DATA IN THIS EXERCISE:
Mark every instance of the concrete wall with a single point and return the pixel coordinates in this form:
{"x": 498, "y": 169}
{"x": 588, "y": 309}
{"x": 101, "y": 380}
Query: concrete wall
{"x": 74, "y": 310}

TASK PROMPT:
Rewrite the items above, substituting "brick wall" for every occurrence of "concrete wall" and leaving all other text unchanged.

RESPONSE FOR THIS EXERCISE:
Mark every instance of the brick wall with a single point and return the pixel coordinates in this form:
{"x": 498, "y": 169}
{"x": 588, "y": 309}
{"x": 101, "y": 380}
Query: brick wall
{"x": 74, "y": 310}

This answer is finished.